** Start of DATA EXCERPTS **

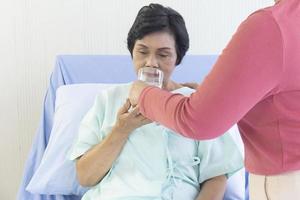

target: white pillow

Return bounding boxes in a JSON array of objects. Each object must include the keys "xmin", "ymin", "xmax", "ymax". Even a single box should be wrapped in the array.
[{"xmin": 26, "ymin": 84, "xmax": 120, "ymax": 195}]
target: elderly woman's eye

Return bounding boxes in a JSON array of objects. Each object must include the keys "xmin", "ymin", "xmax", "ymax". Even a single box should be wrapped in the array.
[
  {"xmin": 159, "ymin": 54, "xmax": 169, "ymax": 58},
  {"xmin": 139, "ymin": 51, "xmax": 147, "ymax": 55}
]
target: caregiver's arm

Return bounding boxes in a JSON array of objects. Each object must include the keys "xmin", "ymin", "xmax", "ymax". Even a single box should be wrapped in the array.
[
  {"xmin": 76, "ymin": 101, "xmax": 150, "ymax": 187},
  {"xmin": 135, "ymin": 11, "xmax": 283, "ymax": 139},
  {"xmin": 196, "ymin": 175, "xmax": 227, "ymax": 200}
]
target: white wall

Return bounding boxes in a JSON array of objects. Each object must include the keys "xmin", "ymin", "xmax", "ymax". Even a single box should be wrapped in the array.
[{"xmin": 0, "ymin": 0, "xmax": 273, "ymax": 200}]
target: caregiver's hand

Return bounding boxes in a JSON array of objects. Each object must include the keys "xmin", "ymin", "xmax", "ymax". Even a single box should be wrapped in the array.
[
  {"xmin": 129, "ymin": 80, "xmax": 149, "ymax": 106},
  {"xmin": 114, "ymin": 99, "xmax": 152, "ymax": 135}
]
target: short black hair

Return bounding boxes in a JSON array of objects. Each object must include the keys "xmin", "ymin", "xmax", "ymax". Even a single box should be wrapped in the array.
[{"xmin": 127, "ymin": 4, "xmax": 190, "ymax": 65}]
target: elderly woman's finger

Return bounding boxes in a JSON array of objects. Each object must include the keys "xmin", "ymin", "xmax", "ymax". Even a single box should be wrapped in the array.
[
  {"xmin": 118, "ymin": 99, "xmax": 131, "ymax": 115},
  {"xmin": 129, "ymin": 106, "xmax": 140, "ymax": 117}
]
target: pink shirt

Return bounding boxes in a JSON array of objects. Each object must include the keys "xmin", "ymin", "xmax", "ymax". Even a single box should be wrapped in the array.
[{"xmin": 139, "ymin": 0, "xmax": 300, "ymax": 175}]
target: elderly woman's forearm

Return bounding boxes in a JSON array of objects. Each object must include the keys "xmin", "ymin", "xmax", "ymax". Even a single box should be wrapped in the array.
[{"xmin": 76, "ymin": 130, "xmax": 128, "ymax": 187}]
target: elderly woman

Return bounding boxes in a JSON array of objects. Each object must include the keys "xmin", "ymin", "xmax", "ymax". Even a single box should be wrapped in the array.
[{"xmin": 71, "ymin": 4, "xmax": 243, "ymax": 200}]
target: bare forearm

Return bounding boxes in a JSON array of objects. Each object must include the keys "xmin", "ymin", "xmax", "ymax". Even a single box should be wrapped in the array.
[
  {"xmin": 76, "ymin": 129, "xmax": 129, "ymax": 186},
  {"xmin": 197, "ymin": 175, "xmax": 227, "ymax": 200}
]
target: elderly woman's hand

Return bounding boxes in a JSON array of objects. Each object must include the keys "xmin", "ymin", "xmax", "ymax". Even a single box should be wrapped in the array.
[
  {"xmin": 129, "ymin": 80, "xmax": 149, "ymax": 106},
  {"xmin": 114, "ymin": 99, "xmax": 152, "ymax": 135},
  {"xmin": 180, "ymin": 82, "xmax": 199, "ymax": 90}
]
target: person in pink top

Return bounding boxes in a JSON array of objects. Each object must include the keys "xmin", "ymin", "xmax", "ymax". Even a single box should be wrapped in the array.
[{"xmin": 130, "ymin": 0, "xmax": 300, "ymax": 200}]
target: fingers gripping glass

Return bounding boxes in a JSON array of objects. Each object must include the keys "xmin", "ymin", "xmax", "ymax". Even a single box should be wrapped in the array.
[{"xmin": 138, "ymin": 67, "xmax": 164, "ymax": 88}]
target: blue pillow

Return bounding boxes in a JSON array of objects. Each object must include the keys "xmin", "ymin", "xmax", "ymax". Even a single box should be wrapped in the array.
[{"xmin": 26, "ymin": 84, "xmax": 116, "ymax": 195}]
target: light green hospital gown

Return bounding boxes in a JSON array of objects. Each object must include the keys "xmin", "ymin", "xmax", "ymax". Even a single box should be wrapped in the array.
[{"xmin": 70, "ymin": 84, "xmax": 243, "ymax": 200}]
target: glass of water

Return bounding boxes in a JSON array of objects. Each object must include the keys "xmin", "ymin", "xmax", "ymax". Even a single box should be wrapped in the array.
[{"xmin": 138, "ymin": 67, "xmax": 164, "ymax": 88}]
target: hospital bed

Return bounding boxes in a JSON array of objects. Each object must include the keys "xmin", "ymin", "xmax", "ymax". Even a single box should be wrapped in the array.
[{"xmin": 17, "ymin": 55, "xmax": 248, "ymax": 200}]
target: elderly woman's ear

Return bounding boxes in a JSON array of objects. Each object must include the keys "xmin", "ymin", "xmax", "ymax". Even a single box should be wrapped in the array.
[{"xmin": 180, "ymin": 82, "xmax": 199, "ymax": 90}]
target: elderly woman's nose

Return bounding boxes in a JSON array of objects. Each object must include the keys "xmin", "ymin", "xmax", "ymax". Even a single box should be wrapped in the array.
[{"xmin": 146, "ymin": 56, "xmax": 158, "ymax": 67}]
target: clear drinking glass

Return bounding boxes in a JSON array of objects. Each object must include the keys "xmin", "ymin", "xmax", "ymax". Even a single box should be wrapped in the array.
[{"xmin": 138, "ymin": 67, "xmax": 164, "ymax": 88}]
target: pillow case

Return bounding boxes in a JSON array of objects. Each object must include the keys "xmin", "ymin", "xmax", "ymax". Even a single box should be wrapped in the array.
[{"xmin": 26, "ymin": 84, "xmax": 119, "ymax": 195}]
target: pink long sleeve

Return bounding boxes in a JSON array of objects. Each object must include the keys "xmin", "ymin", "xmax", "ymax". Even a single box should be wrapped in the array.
[{"xmin": 139, "ymin": 11, "xmax": 284, "ymax": 139}]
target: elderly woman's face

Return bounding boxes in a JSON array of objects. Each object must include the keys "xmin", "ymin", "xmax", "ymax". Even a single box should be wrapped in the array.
[{"xmin": 132, "ymin": 31, "xmax": 177, "ymax": 85}]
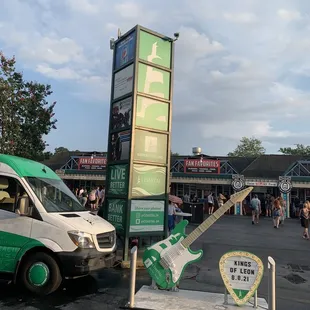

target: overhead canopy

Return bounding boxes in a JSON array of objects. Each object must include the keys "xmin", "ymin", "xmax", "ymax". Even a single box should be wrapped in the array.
[{"xmin": 169, "ymin": 194, "xmax": 183, "ymax": 204}]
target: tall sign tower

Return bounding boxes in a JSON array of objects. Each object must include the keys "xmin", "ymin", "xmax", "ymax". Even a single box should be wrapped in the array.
[{"xmin": 104, "ymin": 25, "xmax": 175, "ymax": 261}]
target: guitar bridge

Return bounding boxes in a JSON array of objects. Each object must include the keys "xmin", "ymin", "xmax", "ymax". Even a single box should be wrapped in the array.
[{"xmin": 160, "ymin": 243, "xmax": 184, "ymax": 269}]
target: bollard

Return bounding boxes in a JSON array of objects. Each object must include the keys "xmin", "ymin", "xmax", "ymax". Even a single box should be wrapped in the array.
[
  {"xmin": 224, "ymin": 287, "xmax": 228, "ymax": 305},
  {"xmin": 128, "ymin": 246, "xmax": 138, "ymax": 308},
  {"xmin": 253, "ymin": 290, "xmax": 258, "ymax": 309},
  {"xmin": 268, "ymin": 256, "xmax": 276, "ymax": 310}
]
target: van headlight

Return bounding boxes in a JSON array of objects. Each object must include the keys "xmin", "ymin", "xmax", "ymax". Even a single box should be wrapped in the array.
[{"xmin": 68, "ymin": 230, "xmax": 95, "ymax": 249}]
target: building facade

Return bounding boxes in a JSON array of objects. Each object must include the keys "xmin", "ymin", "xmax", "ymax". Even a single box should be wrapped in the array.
[{"xmin": 45, "ymin": 152, "xmax": 310, "ymax": 217}]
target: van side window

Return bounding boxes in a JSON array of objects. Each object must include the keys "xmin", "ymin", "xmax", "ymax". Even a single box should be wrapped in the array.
[{"xmin": 0, "ymin": 175, "xmax": 33, "ymax": 216}]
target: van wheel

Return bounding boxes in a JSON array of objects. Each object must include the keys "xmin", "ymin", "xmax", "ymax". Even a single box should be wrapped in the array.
[{"xmin": 19, "ymin": 252, "xmax": 62, "ymax": 295}]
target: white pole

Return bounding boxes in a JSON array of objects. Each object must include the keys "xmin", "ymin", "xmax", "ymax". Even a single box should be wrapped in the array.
[
  {"xmin": 254, "ymin": 290, "xmax": 258, "ymax": 308},
  {"xmin": 129, "ymin": 246, "xmax": 138, "ymax": 308},
  {"xmin": 224, "ymin": 287, "xmax": 228, "ymax": 305},
  {"xmin": 268, "ymin": 256, "xmax": 276, "ymax": 310}
]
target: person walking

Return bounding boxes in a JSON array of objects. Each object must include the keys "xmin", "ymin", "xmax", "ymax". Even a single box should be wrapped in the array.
[
  {"xmin": 279, "ymin": 196, "xmax": 286, "ymax": 225},
  {"xmin": 88, "ymin": 188, "xmax": 97, "ymax": 211},
  {"xmin": 250, "ymin": 195, "xmax": 262, "ymax": 225},
  {"xmin": 208, "ymin": 192, "xmax": 214, "ymax": 215},
  {"xmin": 300, "ymin": 202, "xmax": 310, "ymax": 240},
  {"xmin": 168, "ymin": 200, "xmax": 176, "ymax": 234},
  {"xmin": 272, "ymin": 198, "xmax": 282, "ymax": 228}
]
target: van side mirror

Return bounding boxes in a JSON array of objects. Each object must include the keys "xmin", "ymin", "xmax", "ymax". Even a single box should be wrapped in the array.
[{"xmin": 16, "ymin": 196, "xmax": 32, "ymax": 216}]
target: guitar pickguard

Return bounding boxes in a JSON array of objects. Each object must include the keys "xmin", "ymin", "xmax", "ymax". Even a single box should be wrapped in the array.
[{"xmin": 143, "ymin": 221, "xmax": 202, "ymax": 289}]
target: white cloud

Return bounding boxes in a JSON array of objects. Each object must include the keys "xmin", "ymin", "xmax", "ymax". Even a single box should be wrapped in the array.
[
  {"xmin": 0, "ymin": 0, "xmax": 310, "ymax": 154},
  {"xmin": 21, "ymin": 37, "xmax": 85, "ymax": 65},
  {"xmin": 66, "ymin": 0, "xmax": 99, "ymax": 14},
  {"xmin": 277, "ymin": 9, "xmax": 301, "ymax": 22},
  {"xmin": 223, "ymin": 12, "xmax": 257, "ymax": 24},
  {"xmin": 36, "ymin": 64, "xmax": 81, "ymax": 80}
]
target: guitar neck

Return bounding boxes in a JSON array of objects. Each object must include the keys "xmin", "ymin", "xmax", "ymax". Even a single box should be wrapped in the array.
[{"xmin": 181, "ymin": 200, "xmax": 234, "ymax": 248}]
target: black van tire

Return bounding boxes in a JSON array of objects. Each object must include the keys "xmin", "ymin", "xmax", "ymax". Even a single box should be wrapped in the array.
[{"xmin": 19, "ymin": 252, "xmax": 62, "ymax": 295}]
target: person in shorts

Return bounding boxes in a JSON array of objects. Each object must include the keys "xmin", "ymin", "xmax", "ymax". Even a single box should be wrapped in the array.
[
  {"xmin": 168, "ymin": 200, "xmax": 176, "ymax": 233},
  {"xmin": 250, "ymin": 195, "xmax": 261, "ymax": 225},
  {"xmin": 88, "ymin": 189, "xmax": 97, "ymax": 210},
  {"xmin": 272, "ymin": 198, "xmax": 282, "ymax": 228},
  {"xmin": 300, "ymin": 202, "xmax": 310, "ymax": 240},
  {"xmin": 207, "ymin": 192, "xmax": 214, "ymax": 215}
]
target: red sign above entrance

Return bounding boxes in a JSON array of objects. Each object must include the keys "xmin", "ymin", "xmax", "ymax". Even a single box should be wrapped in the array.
[
  {"xmin": 184, "ymin": 159, "xmax": 221, "ymax": 174},
  {"xmin": 78, "ymin": 157, "xmax": 107, "ymax": 170}
]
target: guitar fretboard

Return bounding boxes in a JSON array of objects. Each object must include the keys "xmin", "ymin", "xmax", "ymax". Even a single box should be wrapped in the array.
[{"xmin": 181, "ymin": 200, "xmax": 234, "ymax": 248}]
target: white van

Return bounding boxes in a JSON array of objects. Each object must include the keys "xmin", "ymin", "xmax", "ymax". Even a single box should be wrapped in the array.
[{"xmin": 0, "ymin": 154, "xmax": 116, "ymax": 295}]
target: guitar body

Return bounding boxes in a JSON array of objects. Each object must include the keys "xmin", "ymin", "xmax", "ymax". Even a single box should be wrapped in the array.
[{"xmin": 143, "ymin": 220, "xmax": 203, "ymax": 289}]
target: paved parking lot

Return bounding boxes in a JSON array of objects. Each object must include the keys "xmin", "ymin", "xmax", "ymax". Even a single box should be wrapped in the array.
[{"xmin": 0, "ymin": 216, "xmax": 310, "ymax": 310}]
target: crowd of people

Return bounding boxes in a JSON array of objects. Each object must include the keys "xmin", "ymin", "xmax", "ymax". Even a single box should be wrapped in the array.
[
  {"xmin": 250, "ymin": 194, "xmax": 286, "ymax": 228},
  {"xmin": 74, "ymin": 186, "xmax": 105, "ymax": 211},
  {"xmin": 250, "ymin": 195, "xmax": 310, "ymax": 240}
]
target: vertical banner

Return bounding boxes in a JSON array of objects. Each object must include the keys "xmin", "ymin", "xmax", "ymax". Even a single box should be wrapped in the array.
[{"xmin": 104, "ymin": 25, "xmax": 174, "ymax": 260}]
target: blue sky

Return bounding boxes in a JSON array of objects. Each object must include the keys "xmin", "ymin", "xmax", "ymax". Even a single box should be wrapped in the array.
[{"xmin": 0, "ymin": 0, "xmax": 310, "ymax": 155}]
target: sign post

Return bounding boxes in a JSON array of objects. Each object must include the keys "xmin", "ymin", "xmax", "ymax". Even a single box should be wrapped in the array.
[
  {"xmin": 219, "ymin": 251, "xmax": 264, "ymax": 306},
  {"xmin": 104, "ymin": 25, "xmax": 174, "ymax": 261}
]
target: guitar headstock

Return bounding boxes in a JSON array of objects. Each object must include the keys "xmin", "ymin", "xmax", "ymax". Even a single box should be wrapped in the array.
[{"xmin": 230, "ymin": 186, "xmax": 254, "ymax": 204}]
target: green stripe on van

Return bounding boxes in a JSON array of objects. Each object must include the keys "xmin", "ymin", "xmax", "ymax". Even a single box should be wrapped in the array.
[
  {"xmin": 0, "ymin": 231, "xmax": 45, "ymax": 273},
  {"xmin": 0, "ymin": 154, "xmax": 60, "ymax": 180}
]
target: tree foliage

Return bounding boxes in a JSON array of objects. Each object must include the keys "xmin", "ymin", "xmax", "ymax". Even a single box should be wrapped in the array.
[
  {"xmin": 227, "ymin": 137, "xmax": 266, "ymax": 157},
  {"xmin": 279, "ymin": 144, "xmax": 310, "ymax": 156},
  {"xmin": 54, "ymin": 146, "xmax": 70, "ymax": 154},
  {"xmin": 0, "ymin": 52, "xmax": 57, "ymax": 160}
]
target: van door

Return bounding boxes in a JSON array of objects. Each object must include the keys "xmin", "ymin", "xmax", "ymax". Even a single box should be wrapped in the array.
[{"xmin": 0, "ymin": 174, "xmax": 33, "ymax": 273}]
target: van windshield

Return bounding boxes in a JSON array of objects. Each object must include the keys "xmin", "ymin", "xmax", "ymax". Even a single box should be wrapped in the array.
[{"xmin": 26, "ymin": 177, "xmax": 87, "ymax": 212}]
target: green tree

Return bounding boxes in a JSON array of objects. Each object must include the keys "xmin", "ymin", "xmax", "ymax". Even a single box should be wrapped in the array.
[
  {"xmin": 279, "ymin": 144, "xmax": 310, "ymax": 156},
  {"xmin": 0, "ymin": 52, "xmax": 57, "ymax": 160},
  {"xmin": 54, "ymin": 146, "xmax": 70, "ymax": 154},
  {"xmin": 227, "ymin": 137, "xmax": 266, "ymax": 157}
]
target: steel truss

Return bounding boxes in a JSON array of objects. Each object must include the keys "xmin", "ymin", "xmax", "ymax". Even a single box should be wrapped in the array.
[
  {"xmin": 284, "ymin": 160, "xmax": 310, "ymax": 177},
  {"xmin": 170, "ymin": 159, "xmax": 238, "ymax": 175},
  {"xmin": 60, "ymin": 156, "xmax": 81, "ymax": 170}
]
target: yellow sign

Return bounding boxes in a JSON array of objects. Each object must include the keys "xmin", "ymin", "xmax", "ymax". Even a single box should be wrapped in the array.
[{"xmin": 219, "ymin": 251, "xmax": 264, "ymax": 306}]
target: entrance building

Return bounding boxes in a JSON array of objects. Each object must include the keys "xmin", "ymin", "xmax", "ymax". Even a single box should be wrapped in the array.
[
  {"xmin": 44, "ymin": 151, "xmax": 107, "ymax": 191},
  {"xmin": 170, "ymin": 154, "xmax": 310, "ymax": 217},
  {"xmin": 44, "ymin": 152, "xmax": 310, "ymax": 217}
]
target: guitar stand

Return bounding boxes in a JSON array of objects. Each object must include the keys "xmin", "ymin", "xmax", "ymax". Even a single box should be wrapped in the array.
[{"xmin": 150, "ymin": 280, "xmax": 179, "ymax": 292}]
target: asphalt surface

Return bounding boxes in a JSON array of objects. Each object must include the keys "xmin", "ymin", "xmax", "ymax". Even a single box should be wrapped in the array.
[{"xmin": 0, "ymin": 216, "xmax": 310, "ymax": 310}]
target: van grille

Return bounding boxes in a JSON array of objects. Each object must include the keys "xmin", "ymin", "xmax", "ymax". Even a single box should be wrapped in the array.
[{"xmin": 97, "ymin": 231, "xmax": 115, "ymax": 249}]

** End of DATA EXCERPTS **

— EXERCISE TASK —
Convert the lines from the one with "target: van grille" through the end of the rows, both included, into a JSON list of strings with one string per line and blank lines omitted.

— FULL RESPONSE —
[
  "target: van grille",
  "Return bounding boxes in a JSON array of objects. Each object must include the keys \"xmin\", \"ymin\", \"xmax\", \"ymax\". Even a single box should be wrapped in the array.",
  "[{\"xmin\": 97, \"ymin\": 231, \"xmax\": 115, \"ymax\": 249}]"
]